* Point annotation records
====

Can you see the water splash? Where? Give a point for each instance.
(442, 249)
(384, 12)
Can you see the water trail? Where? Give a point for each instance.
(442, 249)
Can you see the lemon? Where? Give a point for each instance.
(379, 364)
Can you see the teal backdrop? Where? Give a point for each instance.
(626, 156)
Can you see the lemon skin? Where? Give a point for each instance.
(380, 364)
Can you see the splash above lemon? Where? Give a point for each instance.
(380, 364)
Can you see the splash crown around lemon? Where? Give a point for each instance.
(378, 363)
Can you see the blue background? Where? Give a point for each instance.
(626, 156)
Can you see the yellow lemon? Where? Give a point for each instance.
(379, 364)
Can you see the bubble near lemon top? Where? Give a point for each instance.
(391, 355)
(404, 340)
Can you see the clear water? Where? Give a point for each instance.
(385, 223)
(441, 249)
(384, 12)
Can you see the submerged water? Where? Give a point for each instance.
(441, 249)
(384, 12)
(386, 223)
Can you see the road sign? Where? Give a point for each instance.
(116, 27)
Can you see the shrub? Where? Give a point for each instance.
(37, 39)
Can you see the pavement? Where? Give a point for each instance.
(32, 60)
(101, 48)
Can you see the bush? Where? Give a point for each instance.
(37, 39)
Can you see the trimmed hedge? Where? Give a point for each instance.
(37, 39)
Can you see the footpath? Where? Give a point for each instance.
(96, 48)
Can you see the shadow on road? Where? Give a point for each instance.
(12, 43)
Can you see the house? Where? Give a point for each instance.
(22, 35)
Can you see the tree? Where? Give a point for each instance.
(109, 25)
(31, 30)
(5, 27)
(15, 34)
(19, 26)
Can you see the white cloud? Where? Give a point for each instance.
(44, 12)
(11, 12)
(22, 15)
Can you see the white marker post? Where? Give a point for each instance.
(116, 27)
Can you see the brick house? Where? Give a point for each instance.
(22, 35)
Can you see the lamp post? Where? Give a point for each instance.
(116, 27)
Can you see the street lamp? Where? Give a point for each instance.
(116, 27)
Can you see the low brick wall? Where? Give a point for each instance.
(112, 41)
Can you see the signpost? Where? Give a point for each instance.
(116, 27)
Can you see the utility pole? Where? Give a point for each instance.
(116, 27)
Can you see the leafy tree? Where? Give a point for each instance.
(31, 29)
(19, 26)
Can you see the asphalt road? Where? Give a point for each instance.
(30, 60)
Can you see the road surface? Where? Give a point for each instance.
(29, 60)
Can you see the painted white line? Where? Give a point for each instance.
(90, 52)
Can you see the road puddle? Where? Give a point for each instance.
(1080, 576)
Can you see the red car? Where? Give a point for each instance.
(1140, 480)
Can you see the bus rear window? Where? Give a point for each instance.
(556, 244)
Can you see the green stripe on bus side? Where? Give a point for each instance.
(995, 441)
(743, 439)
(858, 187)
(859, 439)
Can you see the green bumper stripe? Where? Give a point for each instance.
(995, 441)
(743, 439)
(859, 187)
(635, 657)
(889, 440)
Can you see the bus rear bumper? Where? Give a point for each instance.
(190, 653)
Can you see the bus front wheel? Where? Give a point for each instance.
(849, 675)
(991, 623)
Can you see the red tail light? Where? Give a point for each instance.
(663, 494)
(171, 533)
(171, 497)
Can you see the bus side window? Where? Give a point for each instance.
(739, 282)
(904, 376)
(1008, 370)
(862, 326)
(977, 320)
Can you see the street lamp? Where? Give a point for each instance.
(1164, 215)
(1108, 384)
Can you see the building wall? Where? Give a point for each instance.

====

* Given task
Exactly reproduce all of the entries above.

* Expected answer
Can you see the water splash? Where? Give a point for each instance.
(442, 249)
(384, 12)
Can you see the water trail? Where? Give a point for each instance.
(442, 249)
Can you see the lemon? Where? Give a point for each instance.
(379, 364)
Can you see the teal backdrop? Where? Give a point for each instance.
(626, 156)
Can you see the lemon skin? Where? Give a point for each instance.
(380, 364)
Can you see the splash above lemon? Where? Give a point for each instance.
(380, 364)
Can you see the splash crown around lemon? Where? Give a point for each instance.
(378, 363)
Can you see the blue background? Where? Give a point for each instance.
(626, 156)
Can you see the yellow lemon? Where? Give a point for each instance.
(379, 364)
Can you see the bubble near lemon top? Where? Give a point for each instance.
(391, 355)
(404, 340)
Can you see the clear water? Where? Give a point for each instance.
(385, 223)
(441, 249)
(384, 12)
Can you see the submerged water? Where? Give a point for each instance.
(441, 249)
(384, 12)
(386, 223)
Can you see the road sign? Where? Give a point for each instance.
(116, 27)
Can you see the shrub? Where? Give a point for each instance.
(37, 39)
Can you see the pavement? Where? Give a point for each instance.
(32, 60)
(101, 48)
Can you see the bush? Where? Give a point for each instance.
(37, 39)
Can you see the trimmed hedge? Where? Give a point for each instance.
(37, 39)
Can you see the footpath? Where? Give a point for each instance.
(96, 48)
Can you see the shadow on road? Where? Give a point for each instance.
(12, 43)
Can you see the house? Where? Give a point for each instance.
(22, 35)
Can you see the tree? Where? Give a point for each instance.
(109, 25)
(31, 30)
(5, 27)
(15, 34)
(19, 26)
Can you see the white cloud? Where? Give a point for each instance.
(44, 12)
(11, 12)
(22, 15)
Can you see the white marker post? Where? Give a point for each instance.
(116, 27)
Can you see the brick house? Where? Give a point for each instance.
(22, 35)
Can you see the lamp post? Where? Give a point for each instance.
(116, 27)
Can you see the street lamp? Where? Give a point for each instance.
(116, 27)
Can you see the low brick wall? Where? Give a point for each instance.
(112, 41)
Can you see the signpost? Where? Give a point for each instance.
(116, 27)
Can you see the utility pole? Where? Give a point for each instance.
(116, 27)
Can you see the leafy tree? Where? Give a point for each instance.
(31, 29)
(19, 26)
Can you see the asphalt road? Where? Give a point for each instance.
(30, 60)
Can you see the road surface? Where? Give a point for each instance.
(29, 60)
Can you see the painted white line? Where? Give a point for each instance.
(90, 52)
Can you see the road puddle? Where? Give a point for each instance.
(1080, 576)
Can you see the red car? Where? Give a point for each instance.
(1140, 480)
Can you see the bus rear window? Where? Give a point for each instance.
(556, 244)
Can you see the green stripe on bus side? Where? Give a point for each instance.
(995, 441)
(743, 439)
(858, 187)
(859, 439)
Can you see the green bumper stripe? Where? Give a point for each instance.
(995, 441)
(743, 439)
(859, 187)
(635, 657)
(889, 440)
Can you see the bus rear bumper? Where? Give a point for each instance.
(190, 653)
Can you see the bus front wheel? Where? Give a point for each instance.
(849, 675)
(991, 623)
Can you see the red tail light? Where? Give a point for each instance.
(663, 494)
(171, 533)
(171, 497)
Can you see the bus side window? Where? Give a point for each instance.
(739, 282)
(904, 376)
(1008, 370)
(862, 326)
(977, 320)
Can you see the street lamp? Where? Give a point for each instance.
(1164, 215)
(1108, 384)
Can you see the building wall? Where? Give a point for each instance.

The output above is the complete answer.